■ Aim:
Convert the material below into a JSON list of strings, with one string for each line and any blank lines left out.

[Collected data entries]
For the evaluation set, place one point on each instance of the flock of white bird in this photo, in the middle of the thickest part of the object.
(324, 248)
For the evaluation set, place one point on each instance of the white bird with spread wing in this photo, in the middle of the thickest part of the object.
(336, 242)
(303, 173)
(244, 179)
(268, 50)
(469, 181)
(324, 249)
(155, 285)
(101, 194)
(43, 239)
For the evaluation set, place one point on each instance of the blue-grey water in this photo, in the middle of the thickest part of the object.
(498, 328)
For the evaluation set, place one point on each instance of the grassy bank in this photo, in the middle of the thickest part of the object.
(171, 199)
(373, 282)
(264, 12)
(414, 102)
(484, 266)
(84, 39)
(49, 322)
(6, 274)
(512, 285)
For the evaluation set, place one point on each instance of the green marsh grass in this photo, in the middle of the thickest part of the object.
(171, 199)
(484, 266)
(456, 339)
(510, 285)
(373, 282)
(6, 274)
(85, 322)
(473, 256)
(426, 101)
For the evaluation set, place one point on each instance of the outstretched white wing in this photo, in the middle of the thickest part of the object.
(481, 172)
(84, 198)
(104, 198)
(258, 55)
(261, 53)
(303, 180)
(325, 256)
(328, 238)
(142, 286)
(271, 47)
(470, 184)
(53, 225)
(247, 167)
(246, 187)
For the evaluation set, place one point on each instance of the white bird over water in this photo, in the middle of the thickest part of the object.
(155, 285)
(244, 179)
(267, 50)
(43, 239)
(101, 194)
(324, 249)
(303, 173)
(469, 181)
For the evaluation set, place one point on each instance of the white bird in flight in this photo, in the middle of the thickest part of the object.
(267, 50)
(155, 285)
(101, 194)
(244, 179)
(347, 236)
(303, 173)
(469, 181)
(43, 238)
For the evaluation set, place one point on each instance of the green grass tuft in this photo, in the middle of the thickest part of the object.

■ Task output:
[
  "For the evaluation set, place one point on each instance of the flock of white bird in this photo, in the middle of the thickest part of the object.",
  "(324, 248)",
  "For the evaluation set, place one point on each instance of the white bird with spread wing in this photo, in the middle of the thickest part of the object.",
  "(336, 242)",
  "(303, 173)",
  "(244, 179)",
  "(268, 50)",
  "(469, 181)",
  "(324, 249)",
  "(155, 285)",
  "(101, 194)",
  "(43, 239)",
  "For the evaluation set, place one point on each instance of the blue-grey water in this photo, in the middle of the thickest part of the object.",
  "(498, 328)",
  "For the evaluation set, place one point on each instance of the grassy bank in this photo, in the middle of the thickest part of the object.",
  "(171, 199)",
  "(373, 282)",
  "(264, 12)",
  "(414, 102)",
  "(484, 266)",
  "(84, 39)",
  "(49, 322)",
  "(6, 274)",
  "(512, 285)",
  "For the evaluation set, place one point on each instance of the green marsh grass in this photo, in the middle of the thickest part of the object.",
  "(171, 199)",
  "(484, 266)",
  "(456, 339)",
  "(510, 285)",
  "(373, 282)",
  "(6, 274)",
  "(85, 322)",
  "(473, 256)",
  "(426, 101)",
  "For the evaluation set, place one point on each instance of the outstretched white wing in this photo, in the middle of the thickest part of the object.",
  "(481, 172)",
  "(84, 198)",
  "(104, 198)",
  "(258, 55)",
  "(261, 53)",
  "(303, 180)",
  "(325, 256)",
  "(328, 238)",
  "(142, 286)",
  "(271, 47)",
  "(470, 184)",
  "(53, 225)",
  "(247, 167)",
  "(246, 187)",
  "For the evaluation set, place one point on each instance of the white bird over water in this photo, in the middle of the thickest part of the object.",
  "(155, 285)",
  "(244, 179)",
  "(267, 50)",
  "(43, 239)",
  "(101, 194)",
  "(324, 249)",
  "(303, 173)",
  "(469, 181)",
  "For the evaluation set, place one point on each instance of the white bird in flight in this photo, in the middle of the thickest part of the object.",
  "(267, 50)",
  "(155, 285)",
  "(101, 194)",
  "(244, 179)",
  "(347, 236)",
  "(303, 173)",
  "(469, 181)",
  "(43, 238)",
  "For the evaluation set, place one point on each instance of the green grass tuft in this photo, in the middle of the thickest part of the object."
]